What is being asked
Each line below that includes the word "corner" is to be reported.

[[ Supplied records open ]]

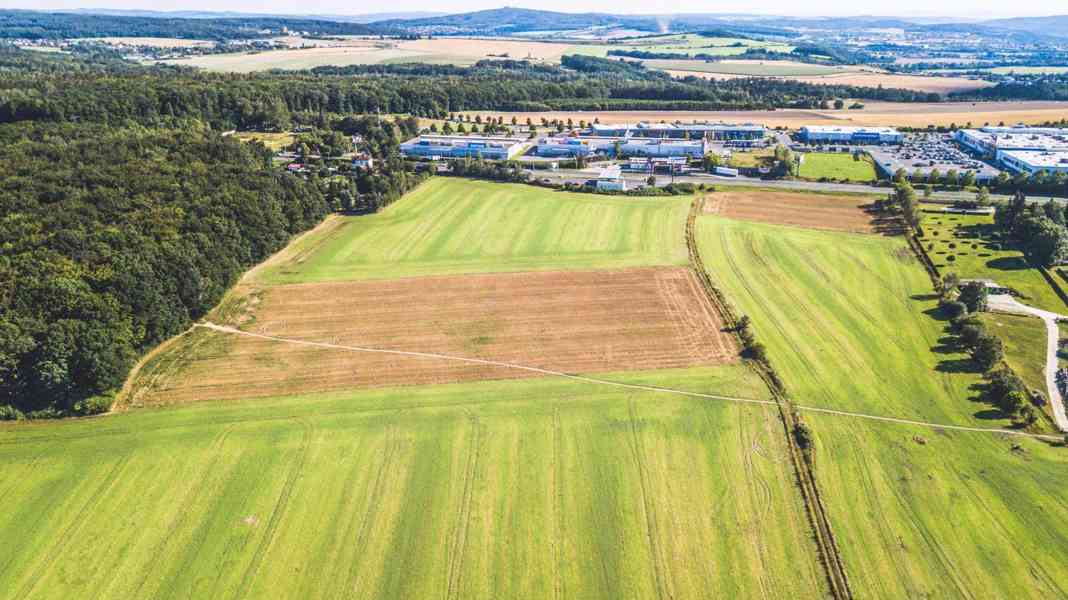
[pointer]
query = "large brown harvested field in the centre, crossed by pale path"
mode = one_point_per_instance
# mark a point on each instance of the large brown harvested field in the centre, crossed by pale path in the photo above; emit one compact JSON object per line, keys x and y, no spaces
{"x":572,"y":322}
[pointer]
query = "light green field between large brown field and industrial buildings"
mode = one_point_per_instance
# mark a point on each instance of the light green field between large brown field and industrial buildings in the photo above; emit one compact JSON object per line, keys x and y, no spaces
{"x":453,"y":226}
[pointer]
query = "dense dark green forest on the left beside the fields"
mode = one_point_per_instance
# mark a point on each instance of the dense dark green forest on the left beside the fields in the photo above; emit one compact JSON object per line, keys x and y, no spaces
{"x":116,"y":240}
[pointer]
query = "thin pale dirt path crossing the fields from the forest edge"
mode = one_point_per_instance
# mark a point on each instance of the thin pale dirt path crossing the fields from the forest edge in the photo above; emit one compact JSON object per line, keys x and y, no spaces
{"x":646,"y":388}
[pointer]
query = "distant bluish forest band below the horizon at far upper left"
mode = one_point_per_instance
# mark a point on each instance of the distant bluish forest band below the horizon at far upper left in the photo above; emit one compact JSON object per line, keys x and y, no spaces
{"x":34,"y":25}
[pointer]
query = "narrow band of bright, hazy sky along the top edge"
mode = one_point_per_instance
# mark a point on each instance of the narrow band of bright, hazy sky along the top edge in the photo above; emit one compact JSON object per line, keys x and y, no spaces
{"x":964,"y":9}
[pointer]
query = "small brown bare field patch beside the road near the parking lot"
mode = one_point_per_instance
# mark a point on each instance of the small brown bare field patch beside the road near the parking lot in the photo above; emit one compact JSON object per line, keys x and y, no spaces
{"x":819,"y":212}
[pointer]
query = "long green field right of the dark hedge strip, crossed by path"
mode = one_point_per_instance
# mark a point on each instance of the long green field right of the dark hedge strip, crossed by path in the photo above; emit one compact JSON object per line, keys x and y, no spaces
{"x":919,"y":513}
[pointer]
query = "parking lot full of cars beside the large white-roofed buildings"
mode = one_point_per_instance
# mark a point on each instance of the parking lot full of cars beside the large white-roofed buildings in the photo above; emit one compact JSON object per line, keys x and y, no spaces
{"x":924,"y":153}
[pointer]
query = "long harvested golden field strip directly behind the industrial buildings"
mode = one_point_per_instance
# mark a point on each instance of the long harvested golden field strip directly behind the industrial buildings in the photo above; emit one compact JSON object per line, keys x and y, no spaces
{"x":902,"y":115}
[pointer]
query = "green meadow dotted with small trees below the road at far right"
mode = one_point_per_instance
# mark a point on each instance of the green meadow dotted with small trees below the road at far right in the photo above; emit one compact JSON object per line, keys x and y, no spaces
{"x":966,"y":245}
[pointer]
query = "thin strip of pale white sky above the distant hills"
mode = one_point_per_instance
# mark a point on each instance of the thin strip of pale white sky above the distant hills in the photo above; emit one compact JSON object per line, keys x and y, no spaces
{"x":905,"y":9}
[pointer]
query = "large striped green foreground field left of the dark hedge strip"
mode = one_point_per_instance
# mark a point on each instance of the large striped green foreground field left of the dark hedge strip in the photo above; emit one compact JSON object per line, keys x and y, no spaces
{"x":515,"y":490}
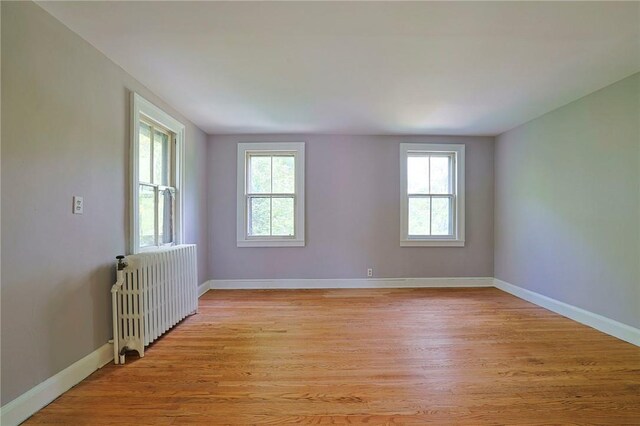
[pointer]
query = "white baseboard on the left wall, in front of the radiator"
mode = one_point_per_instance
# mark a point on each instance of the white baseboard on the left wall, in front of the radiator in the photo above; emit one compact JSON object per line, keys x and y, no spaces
{"x":27,"y":404}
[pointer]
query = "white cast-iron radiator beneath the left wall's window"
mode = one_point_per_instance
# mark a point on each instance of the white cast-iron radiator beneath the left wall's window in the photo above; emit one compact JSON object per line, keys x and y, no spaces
{"x":153,"y":292}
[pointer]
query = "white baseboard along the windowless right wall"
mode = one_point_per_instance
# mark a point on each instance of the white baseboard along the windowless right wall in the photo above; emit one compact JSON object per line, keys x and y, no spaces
{"x":606,"y":325}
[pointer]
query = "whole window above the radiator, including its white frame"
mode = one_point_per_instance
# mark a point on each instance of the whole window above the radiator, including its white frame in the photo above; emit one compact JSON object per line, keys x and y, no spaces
{"x":156,"y":144}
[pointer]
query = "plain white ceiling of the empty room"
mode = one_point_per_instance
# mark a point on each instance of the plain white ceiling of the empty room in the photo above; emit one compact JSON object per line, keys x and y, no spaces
{"x":363,"y":67}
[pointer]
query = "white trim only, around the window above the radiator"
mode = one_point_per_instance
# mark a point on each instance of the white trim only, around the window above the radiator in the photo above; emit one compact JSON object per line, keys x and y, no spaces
{"x":142,"y":108}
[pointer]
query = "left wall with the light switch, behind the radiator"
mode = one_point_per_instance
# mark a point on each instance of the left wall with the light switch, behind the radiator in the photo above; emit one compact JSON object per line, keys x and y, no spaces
{"x":65,"y":112}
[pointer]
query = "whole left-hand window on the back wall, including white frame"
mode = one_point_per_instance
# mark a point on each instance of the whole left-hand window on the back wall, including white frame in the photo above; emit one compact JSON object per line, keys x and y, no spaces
{"x":270,"y":195}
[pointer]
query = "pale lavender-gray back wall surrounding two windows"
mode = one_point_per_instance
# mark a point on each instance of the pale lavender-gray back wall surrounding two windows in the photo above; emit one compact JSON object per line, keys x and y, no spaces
{"x":352,"y":213}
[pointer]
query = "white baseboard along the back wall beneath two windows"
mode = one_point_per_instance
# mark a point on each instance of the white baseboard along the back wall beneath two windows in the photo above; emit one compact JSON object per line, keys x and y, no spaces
{"x":332,"y":283}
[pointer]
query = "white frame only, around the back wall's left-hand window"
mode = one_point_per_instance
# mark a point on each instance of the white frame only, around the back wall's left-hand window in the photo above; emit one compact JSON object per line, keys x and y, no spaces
{"x":270,"y":148}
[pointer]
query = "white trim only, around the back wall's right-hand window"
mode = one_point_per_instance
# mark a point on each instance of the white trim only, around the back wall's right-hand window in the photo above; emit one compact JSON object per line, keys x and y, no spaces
{"x":458,"y":215}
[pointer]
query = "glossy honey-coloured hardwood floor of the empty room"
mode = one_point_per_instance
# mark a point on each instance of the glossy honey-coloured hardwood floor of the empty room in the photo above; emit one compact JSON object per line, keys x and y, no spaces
{"x":402,"y":356}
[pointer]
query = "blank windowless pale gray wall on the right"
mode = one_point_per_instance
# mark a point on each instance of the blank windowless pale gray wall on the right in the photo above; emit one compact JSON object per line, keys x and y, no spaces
{"x":567,"y":204}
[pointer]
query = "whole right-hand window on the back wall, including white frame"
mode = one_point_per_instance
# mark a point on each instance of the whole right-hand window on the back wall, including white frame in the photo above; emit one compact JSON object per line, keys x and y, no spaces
{"x":432,"y":201}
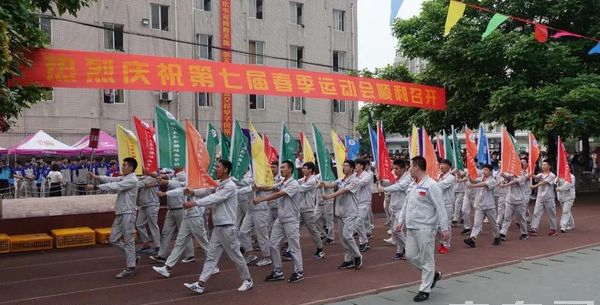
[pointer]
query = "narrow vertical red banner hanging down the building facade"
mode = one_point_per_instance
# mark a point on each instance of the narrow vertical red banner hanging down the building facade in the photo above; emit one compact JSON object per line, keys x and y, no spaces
{"x":226,"y":98}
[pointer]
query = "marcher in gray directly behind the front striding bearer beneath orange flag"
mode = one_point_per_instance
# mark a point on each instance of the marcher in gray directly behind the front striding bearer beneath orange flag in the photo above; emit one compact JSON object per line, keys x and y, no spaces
{"x":287,"y":224}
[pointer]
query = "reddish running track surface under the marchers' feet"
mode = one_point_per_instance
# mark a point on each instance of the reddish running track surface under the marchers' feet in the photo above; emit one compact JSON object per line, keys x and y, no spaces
{"x":86,"y":275}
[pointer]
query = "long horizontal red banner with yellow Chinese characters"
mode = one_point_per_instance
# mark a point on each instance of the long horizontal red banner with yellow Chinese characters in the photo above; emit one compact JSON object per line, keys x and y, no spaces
{"x":81,"y":69}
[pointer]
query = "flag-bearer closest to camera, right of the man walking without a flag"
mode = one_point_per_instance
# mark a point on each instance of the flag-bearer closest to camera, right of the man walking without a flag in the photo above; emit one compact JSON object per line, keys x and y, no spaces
{"x":484,"y":206}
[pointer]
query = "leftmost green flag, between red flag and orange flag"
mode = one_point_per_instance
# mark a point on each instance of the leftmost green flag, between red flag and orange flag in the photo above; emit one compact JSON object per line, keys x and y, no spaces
{"x":170,"y":139}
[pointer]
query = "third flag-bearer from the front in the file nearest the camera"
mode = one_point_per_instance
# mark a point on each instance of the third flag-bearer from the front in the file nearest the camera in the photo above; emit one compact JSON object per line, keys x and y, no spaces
{"x":347,"y":210}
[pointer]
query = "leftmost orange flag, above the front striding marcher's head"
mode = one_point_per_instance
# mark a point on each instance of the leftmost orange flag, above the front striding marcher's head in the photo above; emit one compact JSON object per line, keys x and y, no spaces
{"x":197,"y":159}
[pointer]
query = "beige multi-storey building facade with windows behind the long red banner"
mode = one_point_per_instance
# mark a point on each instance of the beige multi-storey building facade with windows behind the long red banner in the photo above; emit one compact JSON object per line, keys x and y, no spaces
{"x":279,"y":33}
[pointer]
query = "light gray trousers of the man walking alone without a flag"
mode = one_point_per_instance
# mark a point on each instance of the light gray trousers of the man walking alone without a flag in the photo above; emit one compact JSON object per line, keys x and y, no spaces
{"x":420,"y":245}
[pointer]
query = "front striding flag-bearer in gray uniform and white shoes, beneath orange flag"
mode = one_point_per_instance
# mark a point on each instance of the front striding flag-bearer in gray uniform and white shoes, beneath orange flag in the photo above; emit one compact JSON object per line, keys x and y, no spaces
{"x":224,"y":235}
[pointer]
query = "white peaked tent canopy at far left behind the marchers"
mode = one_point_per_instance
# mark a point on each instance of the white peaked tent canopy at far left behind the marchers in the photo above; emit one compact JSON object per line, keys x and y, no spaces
{"x":42,"y":143}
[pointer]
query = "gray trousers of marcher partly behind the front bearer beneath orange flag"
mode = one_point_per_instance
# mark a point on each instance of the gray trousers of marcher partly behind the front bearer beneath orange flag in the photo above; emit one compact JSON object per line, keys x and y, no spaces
{"x":191,"y":226}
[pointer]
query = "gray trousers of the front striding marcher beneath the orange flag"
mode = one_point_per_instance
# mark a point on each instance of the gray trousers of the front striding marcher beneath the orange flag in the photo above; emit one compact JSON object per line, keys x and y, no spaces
{"x":224,"y":238}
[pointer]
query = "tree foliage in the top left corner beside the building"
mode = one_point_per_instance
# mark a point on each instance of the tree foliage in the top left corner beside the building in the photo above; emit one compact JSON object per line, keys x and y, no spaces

[[ Supplied records closed ]]

Answer space
query = "tree foliage in the top left corner beside the building"
# mark a point on each instance of the tree foliage in the top left corner beside the building in the photo above; emit one compact JSON object per line, keys x and y, no spaces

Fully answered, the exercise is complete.